→ **EXTRACT PROVIDED**
------------------------------------------------------------

Right-wing parties, most of which are anti-immigrant and particularly
anti-Muslim and anti-Roma, are sweeping Europe. Hungary's far right goes for
more traditional hatreds.
Orban's enemies argue that
he is using Jobbik to strengthen his political position. What Orban is really
doing is containing the party; without the policies he is pursuing, Jobbik
might simply take power. This is the old argument about Horthy, and in fact, in
Hungary there is a raging argument about Horthy's role that is really about
Orban. Is Orban, like Horthy, doing the least he can to avoid a worse
catastrophe, or is he secretly encouraging Jobbik and hastening disaster?
Hungary in a Broader Regional Context
This discussion, like all
discussions regarding Budapest, is framed by the tenuous position of Hungary in
the world. Orban sees the European Union as a massive failure. The great
depression in Mediterranean Europe, contrasted with German prosperity, is
simply the repeat of an old game. Hungary is in the east, in the borderland between the European
Peninsula and Russia. The Ukrainian crisis indicates that the tension in the
region is nearing a flashpoint. He must guide Hungary somewhere.
There is little support from Hungary's west, other than mostly hollow warnings. He knows that the Germans
will not risk their prosperity to help stabilize the Hungarian economy or its
strategic position. Nor does he expect the Americans to arrive suddenly and
save the day. So he faces a crisis across his border in Ukraine, which may or
may not draw Russian forces back to the Hungarian frontier. He does not want to
continue playing the German game in the European Union because he can't. As
with many European countries, the social fabric of Hungary is under great
tension.

------------------------------------------------------------

→ **SHORT PROBLEM**
Rewrite the passage on Hungary between "Right-wing parties, most" and "and hastening disaster?", inclusive, switching every "Jobbik" to "the far-right party".

------------------------------------------------------------

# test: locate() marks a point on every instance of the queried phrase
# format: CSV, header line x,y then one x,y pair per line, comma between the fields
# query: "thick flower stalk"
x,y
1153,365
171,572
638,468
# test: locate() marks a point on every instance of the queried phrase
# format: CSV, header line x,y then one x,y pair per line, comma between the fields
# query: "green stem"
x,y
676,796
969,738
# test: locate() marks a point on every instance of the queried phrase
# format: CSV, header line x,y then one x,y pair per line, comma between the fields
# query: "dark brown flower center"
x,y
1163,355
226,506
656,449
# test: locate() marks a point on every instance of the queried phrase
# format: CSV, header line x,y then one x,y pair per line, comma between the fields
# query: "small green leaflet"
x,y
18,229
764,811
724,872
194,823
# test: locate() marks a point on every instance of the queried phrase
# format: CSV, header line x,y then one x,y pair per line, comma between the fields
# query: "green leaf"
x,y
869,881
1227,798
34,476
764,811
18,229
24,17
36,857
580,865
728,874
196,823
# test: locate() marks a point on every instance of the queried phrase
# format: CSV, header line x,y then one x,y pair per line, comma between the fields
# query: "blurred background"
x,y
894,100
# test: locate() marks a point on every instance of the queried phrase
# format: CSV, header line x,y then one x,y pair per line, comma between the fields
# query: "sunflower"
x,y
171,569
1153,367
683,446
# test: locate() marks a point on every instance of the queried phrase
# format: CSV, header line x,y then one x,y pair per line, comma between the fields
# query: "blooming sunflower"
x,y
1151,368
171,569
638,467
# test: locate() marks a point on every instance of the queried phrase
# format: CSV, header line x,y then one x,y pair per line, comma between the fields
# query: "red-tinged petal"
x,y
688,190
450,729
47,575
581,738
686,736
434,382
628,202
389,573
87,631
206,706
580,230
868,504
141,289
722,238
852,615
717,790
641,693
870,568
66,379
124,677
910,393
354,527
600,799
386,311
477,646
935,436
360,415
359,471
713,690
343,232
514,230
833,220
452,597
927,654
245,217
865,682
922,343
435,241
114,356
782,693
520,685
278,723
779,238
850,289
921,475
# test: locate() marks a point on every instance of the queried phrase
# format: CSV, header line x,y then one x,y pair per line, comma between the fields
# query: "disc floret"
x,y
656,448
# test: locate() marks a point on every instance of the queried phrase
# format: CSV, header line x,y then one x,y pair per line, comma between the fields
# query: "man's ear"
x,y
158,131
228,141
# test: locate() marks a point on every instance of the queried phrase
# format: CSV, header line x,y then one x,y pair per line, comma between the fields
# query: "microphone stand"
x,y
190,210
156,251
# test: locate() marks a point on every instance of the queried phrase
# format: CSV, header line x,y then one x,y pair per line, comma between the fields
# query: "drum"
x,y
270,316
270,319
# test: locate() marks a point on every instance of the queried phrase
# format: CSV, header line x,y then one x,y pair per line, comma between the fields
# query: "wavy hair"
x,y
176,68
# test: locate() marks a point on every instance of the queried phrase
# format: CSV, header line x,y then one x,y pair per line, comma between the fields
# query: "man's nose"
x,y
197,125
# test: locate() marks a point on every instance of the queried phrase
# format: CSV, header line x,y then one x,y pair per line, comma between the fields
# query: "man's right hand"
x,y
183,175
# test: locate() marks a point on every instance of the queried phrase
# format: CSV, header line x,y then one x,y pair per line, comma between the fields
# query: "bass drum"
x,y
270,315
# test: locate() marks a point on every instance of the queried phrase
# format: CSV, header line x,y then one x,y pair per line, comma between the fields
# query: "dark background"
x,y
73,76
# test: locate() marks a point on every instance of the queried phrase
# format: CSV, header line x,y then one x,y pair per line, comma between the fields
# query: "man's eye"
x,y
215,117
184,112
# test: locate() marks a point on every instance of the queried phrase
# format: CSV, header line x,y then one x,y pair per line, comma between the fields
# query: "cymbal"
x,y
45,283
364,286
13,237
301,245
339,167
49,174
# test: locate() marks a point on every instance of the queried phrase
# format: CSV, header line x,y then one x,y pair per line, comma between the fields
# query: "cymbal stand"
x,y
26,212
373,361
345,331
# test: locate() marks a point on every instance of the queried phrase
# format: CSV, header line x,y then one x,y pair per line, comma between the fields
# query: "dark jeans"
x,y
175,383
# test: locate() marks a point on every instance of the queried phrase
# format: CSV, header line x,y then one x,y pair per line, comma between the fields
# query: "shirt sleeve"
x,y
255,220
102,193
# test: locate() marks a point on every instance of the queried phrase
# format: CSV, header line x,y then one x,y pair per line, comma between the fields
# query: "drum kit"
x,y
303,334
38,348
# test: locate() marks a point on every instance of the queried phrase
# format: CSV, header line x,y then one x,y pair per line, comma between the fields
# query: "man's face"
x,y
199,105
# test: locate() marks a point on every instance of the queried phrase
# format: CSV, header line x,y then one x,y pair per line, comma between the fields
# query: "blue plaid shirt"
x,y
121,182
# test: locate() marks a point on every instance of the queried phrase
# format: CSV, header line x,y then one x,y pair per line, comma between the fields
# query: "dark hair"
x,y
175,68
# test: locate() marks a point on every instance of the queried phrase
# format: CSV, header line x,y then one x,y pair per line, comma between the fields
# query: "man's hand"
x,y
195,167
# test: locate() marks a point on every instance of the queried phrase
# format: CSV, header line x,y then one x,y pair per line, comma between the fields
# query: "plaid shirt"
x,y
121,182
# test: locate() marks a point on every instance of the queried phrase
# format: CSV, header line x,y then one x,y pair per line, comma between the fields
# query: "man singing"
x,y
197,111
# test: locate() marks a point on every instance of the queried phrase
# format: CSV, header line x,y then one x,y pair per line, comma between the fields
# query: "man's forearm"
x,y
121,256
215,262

------------------------------------------------------------

→ **WORKED ANSWER**
Right-wing parties, most of which are anti-immigrant and particularly
anti-Muslim and anti-Roma, are sweeping Europe. Hungary's far right goes for
more traditional hatreds.
Orban's enemies argue that
he is using the far-right party to strengthen his political position. What Orban is really
doing is containing the party; without the policies he is pursuing, the far-right party
might simply take power. This is the old argument about Horthy, and in fact, in
Hungary there is a raging argument about Horthy's role that is really about
Orban. Is Orban, like Horthy, doing the least he can to avoid a worse
catastrophe, or is he secretly encouraging the far-right party and hastening disaster?